DESCRIPTION OF THE TASK
Where the line containing "the bridge railing" appears in the entries below, begin there and output every line through the last, exactly, minus the pictures.

Dataset excerpts
^^^^^^^^

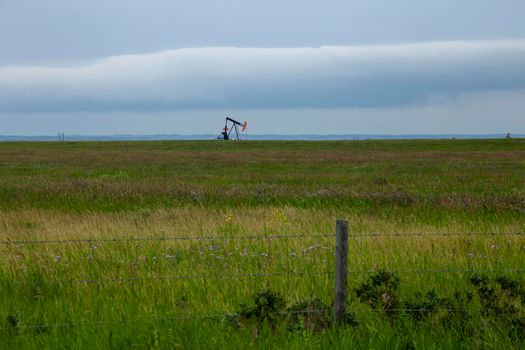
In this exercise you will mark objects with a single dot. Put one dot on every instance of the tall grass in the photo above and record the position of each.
(138, 294)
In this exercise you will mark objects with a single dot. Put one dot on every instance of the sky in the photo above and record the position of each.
(294, 67)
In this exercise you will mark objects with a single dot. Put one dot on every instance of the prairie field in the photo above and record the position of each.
(208, 244)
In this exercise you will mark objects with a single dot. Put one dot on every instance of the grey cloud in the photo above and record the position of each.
(224, 77)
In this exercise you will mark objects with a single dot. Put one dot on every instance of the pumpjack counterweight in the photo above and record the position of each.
(234, 125)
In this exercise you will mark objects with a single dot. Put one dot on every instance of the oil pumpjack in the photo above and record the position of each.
(225, 134)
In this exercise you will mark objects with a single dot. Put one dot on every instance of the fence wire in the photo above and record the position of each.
(254, 237)
(325, 312)
(156, 319)
(250, 275)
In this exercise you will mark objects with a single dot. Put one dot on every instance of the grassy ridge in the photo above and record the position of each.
(109, 295)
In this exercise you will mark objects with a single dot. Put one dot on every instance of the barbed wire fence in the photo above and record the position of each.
(340, 273)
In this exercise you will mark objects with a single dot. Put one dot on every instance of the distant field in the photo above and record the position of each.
(116, 294)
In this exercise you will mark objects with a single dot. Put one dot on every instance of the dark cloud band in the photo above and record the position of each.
(365, 76)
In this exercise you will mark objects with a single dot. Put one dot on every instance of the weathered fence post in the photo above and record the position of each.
(341, 270)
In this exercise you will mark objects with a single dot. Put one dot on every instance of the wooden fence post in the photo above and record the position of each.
(341, 270)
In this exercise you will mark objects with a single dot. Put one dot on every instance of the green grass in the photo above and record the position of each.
(90, 190)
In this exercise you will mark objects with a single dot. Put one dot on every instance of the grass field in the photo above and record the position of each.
(129, 294)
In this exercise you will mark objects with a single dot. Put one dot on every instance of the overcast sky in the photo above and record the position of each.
(375, 66)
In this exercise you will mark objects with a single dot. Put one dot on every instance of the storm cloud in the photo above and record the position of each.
(264, 78)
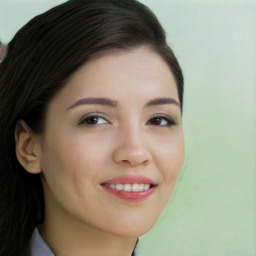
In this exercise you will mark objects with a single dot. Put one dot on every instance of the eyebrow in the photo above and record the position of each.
(162, 101)
(98, 101)
(114, 103)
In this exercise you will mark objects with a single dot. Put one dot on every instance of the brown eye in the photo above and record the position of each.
(93, 120)
(161, 121)
(156, 121)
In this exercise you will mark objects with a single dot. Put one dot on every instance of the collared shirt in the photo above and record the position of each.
(40, 248)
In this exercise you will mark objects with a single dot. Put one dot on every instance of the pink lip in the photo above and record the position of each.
(130, 195)
(130, 179)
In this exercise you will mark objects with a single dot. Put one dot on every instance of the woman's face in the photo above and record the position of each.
(116, 123)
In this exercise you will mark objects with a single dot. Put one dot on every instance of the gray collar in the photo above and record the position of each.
(39, 246)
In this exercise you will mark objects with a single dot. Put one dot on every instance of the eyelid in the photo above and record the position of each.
(170, 120)
(94, 114)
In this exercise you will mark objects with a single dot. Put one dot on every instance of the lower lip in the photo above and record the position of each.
(130, 196)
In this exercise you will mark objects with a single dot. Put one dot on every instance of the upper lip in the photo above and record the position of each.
(130, 179)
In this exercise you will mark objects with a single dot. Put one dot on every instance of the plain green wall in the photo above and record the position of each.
(213, 209)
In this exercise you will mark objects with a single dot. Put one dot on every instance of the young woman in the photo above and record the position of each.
(91, 139)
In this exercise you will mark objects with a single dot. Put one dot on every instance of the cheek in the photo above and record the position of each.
(170, 159)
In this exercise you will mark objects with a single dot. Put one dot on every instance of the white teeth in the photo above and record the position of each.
(130, 187)
(127, 187)
(146, 186)
(119, 186)
(136, 187)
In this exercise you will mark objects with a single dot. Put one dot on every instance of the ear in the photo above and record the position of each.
(27, 147)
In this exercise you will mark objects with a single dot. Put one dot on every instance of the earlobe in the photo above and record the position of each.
(27, 148)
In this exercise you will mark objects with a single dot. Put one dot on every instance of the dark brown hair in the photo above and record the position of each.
(41, 57)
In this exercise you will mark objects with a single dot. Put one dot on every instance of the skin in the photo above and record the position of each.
(74, 158)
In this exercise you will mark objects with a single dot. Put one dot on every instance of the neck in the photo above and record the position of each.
(66, 237)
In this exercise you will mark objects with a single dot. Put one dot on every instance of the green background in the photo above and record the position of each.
(213, 209)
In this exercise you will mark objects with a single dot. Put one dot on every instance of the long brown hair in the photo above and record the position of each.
(41, 57)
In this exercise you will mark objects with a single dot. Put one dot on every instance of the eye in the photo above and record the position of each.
(93, 120)
(161, 121)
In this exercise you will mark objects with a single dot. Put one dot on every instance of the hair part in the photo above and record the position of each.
(41, 58)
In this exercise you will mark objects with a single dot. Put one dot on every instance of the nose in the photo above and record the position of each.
(131, 149)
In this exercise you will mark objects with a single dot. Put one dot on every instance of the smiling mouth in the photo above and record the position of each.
(130, 188)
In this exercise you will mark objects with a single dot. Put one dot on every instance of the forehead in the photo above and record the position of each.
(118, 74)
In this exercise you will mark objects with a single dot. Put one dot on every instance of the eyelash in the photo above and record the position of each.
(169, 121)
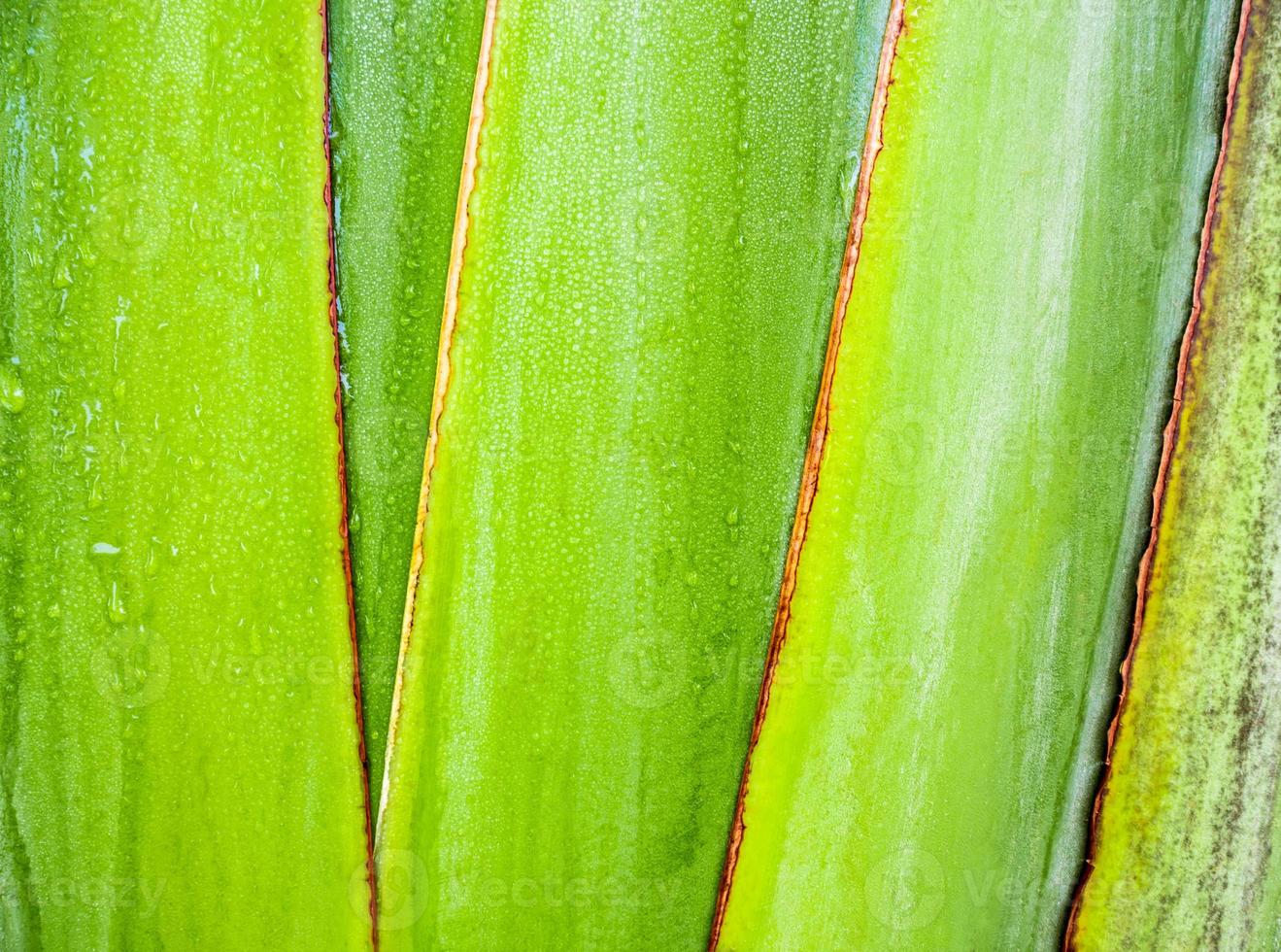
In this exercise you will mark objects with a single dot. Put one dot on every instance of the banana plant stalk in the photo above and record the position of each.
(947, 642)
(177, 713)
(1187, 842)
(401, 79)
(655, 208)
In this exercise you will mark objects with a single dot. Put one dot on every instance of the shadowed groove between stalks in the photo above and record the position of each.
(1169, 438)
(457, 252)
(342, 482)
(872, 143)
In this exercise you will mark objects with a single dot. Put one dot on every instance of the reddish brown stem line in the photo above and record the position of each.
(342, 487)
(1169, 440)
(444, 370)
(872, 143)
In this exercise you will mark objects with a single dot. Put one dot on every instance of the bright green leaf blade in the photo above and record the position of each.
(657, 227)
(177, 719)
(1188, 838)
(402, 76)
(931, 739)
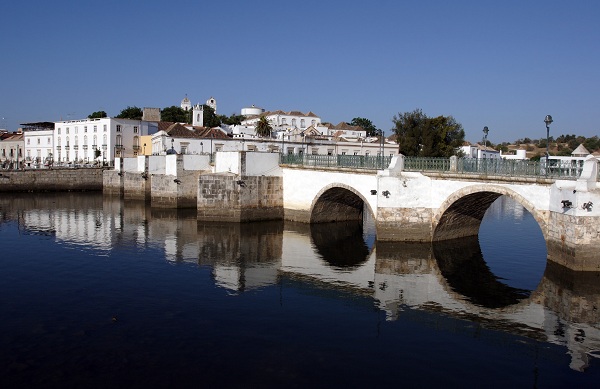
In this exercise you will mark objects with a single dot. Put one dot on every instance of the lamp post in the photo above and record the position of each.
(548, 121)
(485, 132)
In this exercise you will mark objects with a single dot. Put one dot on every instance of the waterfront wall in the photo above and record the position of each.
(51, 180)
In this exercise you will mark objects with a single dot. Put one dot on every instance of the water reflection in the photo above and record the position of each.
(462, 265)
(450, 278)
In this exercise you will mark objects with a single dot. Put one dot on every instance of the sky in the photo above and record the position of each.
(501, 64)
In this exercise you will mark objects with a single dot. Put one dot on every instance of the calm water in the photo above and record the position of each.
(95, 292)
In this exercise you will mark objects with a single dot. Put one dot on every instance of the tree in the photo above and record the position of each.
(97, 115)
(174, 114)
(419, 135)
(366, 125)
(131, 113)
(263, 127)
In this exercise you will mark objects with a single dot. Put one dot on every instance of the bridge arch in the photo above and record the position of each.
(338, 202)
(461, 213)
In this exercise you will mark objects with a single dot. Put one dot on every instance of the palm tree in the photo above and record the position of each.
(263, 127)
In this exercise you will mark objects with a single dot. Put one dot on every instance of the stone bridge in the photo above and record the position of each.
(406, 206)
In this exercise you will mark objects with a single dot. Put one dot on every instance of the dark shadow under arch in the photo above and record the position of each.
(337, 204)
(463, 217)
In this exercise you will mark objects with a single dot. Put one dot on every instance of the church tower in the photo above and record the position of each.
(212, 103)
(186, 105)
(198, 116)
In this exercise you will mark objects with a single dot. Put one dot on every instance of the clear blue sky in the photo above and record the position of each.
(502, 64)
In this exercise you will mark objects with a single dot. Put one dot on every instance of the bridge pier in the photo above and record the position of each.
(573, 238)
(245, 187)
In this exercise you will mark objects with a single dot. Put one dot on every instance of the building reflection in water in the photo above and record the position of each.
(451, 277)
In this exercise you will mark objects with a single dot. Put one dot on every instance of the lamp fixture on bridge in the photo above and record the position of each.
(567, 203)
(485, 132)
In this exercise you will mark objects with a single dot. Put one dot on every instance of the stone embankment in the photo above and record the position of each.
(51, 180)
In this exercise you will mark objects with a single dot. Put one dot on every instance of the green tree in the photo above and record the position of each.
(131, 113)
(263, 127)
(366, 125)
(419, 135)
(175, 114)
(97, 115)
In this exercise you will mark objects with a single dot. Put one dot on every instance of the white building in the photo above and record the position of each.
(11, 151)
(38, 143)
(480, 152)
(100, 140)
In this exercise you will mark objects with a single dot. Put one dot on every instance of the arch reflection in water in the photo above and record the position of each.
(258, 256)
(462, 265)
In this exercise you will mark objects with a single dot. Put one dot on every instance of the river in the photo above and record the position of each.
(98, 293)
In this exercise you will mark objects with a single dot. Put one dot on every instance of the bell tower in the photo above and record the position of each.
(198, 116)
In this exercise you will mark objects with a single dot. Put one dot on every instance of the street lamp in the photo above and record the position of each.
(485, 132)
(548, 121)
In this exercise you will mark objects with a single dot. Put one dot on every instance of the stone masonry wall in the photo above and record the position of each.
(574, 241)
(233, 198)
(54, 180)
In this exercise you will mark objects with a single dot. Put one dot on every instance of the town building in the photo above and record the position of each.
(38, 143)
(479, 151)
(99, 140)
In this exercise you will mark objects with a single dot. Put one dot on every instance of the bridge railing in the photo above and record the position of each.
(348, 161)
(486, 166)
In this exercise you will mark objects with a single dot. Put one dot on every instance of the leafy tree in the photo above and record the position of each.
(131, 113)
(263, 127)
(366, 125)
(174, 114)
(419, 135)
(97, 115)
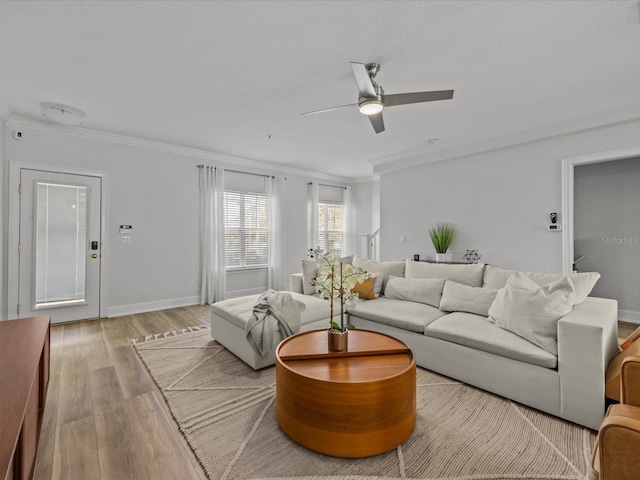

^^^^^^^^

OUTPUT OF THE EXERCISE
In this exercise you will mark objects with a single dot. Put one dot on every instance of the bridge railing in the photo above and record the position of each.
(348, 161)
(486, 166)
In this exercise you will mark objects with a single dot. Put one dot on every instance of the leafy tree in the photo above and record the position of each.
(131, 113)
(263, 127)
(366, 125)
(174, 114)
(419, 135)
(97, 115)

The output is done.